# DESCRIPTION OF THE TASK
Write out exactly what each line says, starting with the first line below and ending on the one with "rough mask: <svg".

# SUPPLIED RECORDS
● ● ● ● ● ● ●

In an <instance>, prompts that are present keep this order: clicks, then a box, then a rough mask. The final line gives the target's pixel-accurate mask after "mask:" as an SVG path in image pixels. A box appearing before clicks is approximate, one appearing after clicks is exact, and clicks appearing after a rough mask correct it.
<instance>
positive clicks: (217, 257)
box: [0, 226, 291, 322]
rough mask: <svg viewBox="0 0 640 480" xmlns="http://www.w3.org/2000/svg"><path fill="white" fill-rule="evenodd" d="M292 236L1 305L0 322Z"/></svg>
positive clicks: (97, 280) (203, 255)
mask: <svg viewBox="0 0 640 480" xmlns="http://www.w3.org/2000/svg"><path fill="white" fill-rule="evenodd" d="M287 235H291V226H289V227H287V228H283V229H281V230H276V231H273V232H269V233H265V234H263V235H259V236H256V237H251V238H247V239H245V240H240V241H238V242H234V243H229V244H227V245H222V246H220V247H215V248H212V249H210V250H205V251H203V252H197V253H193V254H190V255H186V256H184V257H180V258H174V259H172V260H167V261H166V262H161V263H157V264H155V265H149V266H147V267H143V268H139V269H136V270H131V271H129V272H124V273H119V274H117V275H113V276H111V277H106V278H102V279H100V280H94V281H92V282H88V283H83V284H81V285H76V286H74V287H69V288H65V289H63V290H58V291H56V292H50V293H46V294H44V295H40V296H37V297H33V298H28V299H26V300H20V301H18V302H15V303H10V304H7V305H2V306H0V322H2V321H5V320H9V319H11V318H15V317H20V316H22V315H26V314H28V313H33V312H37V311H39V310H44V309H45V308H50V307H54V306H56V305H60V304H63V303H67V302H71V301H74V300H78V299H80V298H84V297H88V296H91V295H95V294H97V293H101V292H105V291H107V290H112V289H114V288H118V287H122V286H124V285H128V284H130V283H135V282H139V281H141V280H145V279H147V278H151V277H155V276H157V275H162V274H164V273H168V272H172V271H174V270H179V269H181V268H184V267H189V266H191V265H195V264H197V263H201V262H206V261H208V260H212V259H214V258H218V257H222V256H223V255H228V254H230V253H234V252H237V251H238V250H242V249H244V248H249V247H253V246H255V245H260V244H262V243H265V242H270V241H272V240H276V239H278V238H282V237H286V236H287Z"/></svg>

● ● ● ● ● ● ●

# YOUR RESPONSE
In an <instance>, prompts that are present keep this order: clicks, then a box, then a rough mask. The final line gives the target's pixel-accurate mask after "mask:" as an SVG path in image pixels. A box appearing before clicks is approximate, one appearing after clicks is exact, and clicks appearing after a rough mask correct it.
<instance>
positive clicks: (217, 257)
box: [0, 226, 291, 322]
rough mask: <svg viewBox="0 0 640 480" xmlns="http://www.w3.org/2000/svg"><path fill="white" fill-rule="evenodd" d="M292 236L1 305L0 322Z"/></svg>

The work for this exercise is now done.